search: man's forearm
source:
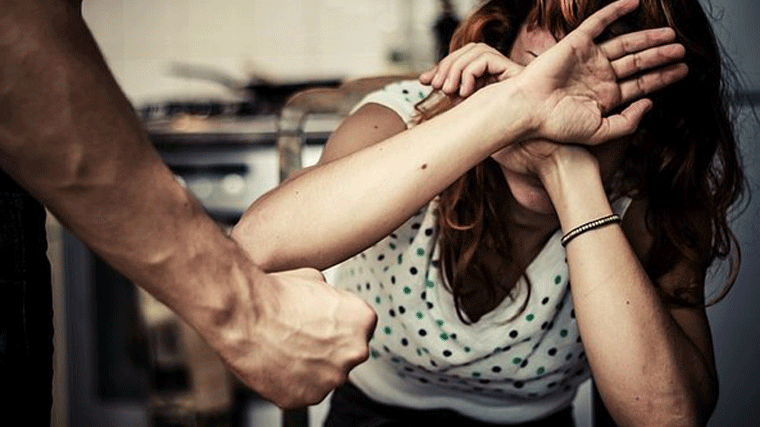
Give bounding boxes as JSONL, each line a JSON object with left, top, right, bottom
{"left": 0, "top": 0, "right": 243, "bottom": 325}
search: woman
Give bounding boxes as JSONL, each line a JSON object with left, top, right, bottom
{"left": 232, "top": 0, "right": 744, "bottom": 425}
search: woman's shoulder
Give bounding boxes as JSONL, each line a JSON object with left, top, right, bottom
{"left": 350, "top": 79, "right": 433, "bottom": 125}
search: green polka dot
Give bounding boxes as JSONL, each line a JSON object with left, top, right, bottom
{"left": 383, "top": 326, "right": 392, "bottom": 335}
{"left": 425, "top": 280, "right": 435, "bottom": 289}
{"left": 403, "top": 286, "right": 412, "bottom": 295}
{"left": 423, "top": 348, "right": 430, "bottom": 354}
{"left": 440, "top": 333, "right": 449, "bottom": 341}
{"left": 389, "top": 243, "right": 396, "bottom": 250}
{"left": 419, "top": 90, "right": 426, "bottom": 99}
{"left": 537, "top": 367, "right": 545, "bottom": 375}
{"left": 417, "top": 349, "right": 423, "bottom": 356}
{"left": 464, "top": 346, "right": 471, "bottom": 352}
{"left": 397, "top": 254, "right": 403, "bottom": 264}
{"left": 371, "top": 349, "right": 380, "bottom": 359}
{"left": 436, "top": 319, "right": 444, "bottom": 327}
{"left": 350, "top": 269, "right": 355, "bottom": 276}
{"left": 375, "top": 296, "right": 382, "bottom": 304}
{"left": 416, "top": 311, "right": 424, "bottom": 319}
{"left": 417, "top": 248, "right": 425, "bottom": 256}
{"left": 554, "top": 275, "right": 562, "bottom": 285}
{"left": 472, "top": 372, "right": 481, "bottom": 378}
{"left": 560, "top": 329, "right": 569, "bottom": 337}
{"left": 526, "top": 314, "right": 535, "bottom": 321}
{"left": 512, "top": 357, "right": 522, "bottom": 365}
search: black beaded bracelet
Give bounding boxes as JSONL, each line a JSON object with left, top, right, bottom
{"left": 560, "top": 214, "right": 621, "bottom": 247}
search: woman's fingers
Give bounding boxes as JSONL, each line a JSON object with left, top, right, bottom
{"left": 574, "top": 0, "right": 640, "bottom": 39}
{"left": 600, "top": 27, "right": 676, "bottom": 61}
{"left": 611, "top": 43, "right": 685, "bottom": 79}
{"left": 618, "top": 62, "right": 688, "bottom": 103}
{"left": 419, "top": 43, "right": 518, "bottom": 96}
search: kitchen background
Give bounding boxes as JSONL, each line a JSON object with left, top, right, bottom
{"left": 47, "top": 0, "right": 759, "bottom": 426}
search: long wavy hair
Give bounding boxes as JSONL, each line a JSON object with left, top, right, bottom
{"left": 417, "top": 0, "right": 746, "bottom": 323}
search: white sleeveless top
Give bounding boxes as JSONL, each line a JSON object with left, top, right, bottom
{"left": 332, "top": 80, "right": 632, "bottom": 423}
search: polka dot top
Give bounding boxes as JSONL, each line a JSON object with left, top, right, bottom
{"left": 334, "top": 80, "right": 632, "bottom": 424}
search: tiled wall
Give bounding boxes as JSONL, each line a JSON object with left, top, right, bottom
{"left": 83, "top": 0, "right": 476, "bottom": 105}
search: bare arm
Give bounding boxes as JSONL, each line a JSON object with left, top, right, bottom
{"left": 233, "top": 0, "right": 686, "bottom": 272}
{"left": 0, "top": 0, "right": 375, "bottom": 408}
{"left": 536, "top": 147, "right": 717, "bottom": 426}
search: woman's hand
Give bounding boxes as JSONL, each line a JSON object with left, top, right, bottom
{"left": 492, "top": 139, "right": 599, "bottom": 185}
{"left": 419, "top": 43, "right": 523, "bottom": 98}
{"left": 516, "top": 0, "right": 687, "bottom": 145}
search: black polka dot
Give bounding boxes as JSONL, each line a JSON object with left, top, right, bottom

——————

**ASSIGNMENT**
Once you find the line with "search: woman's fingers" above, print it and every line after it up to and including the line with "search: white sleeveless top", exactly as written and nothing else.

**RESPONSE**
search: woman's fingers
Give bounding boxes as JSONL, each line a JSON object with left, top, right, bottom
{"left": 574, "top": 0, "right": 640, "bottom": 39}
{"left": 600, "top": 27, "right": 676, "bottom": 61}
{"left": 611, "top": 43, "right": 685, "bottom": 79}
{"left": 618, "top": 62, "right": 688, "bottom": 103}
{"left": 419, "top": 43, "right": 518, "bottom": 96}
search: kitchen background
Give bounding boxes as JSONL, each line a JSON object with left, top, right, bottom
{"left": 47, "top": 0, "right": 759, "bottom": 426}
search: long wavy hair
Give bounding boxes as JSONL, each line a JSON object with left, top, right, bottom
{"left": 417, "top": 0, "right": 746, "bottom": 323}
search: white sleeveless top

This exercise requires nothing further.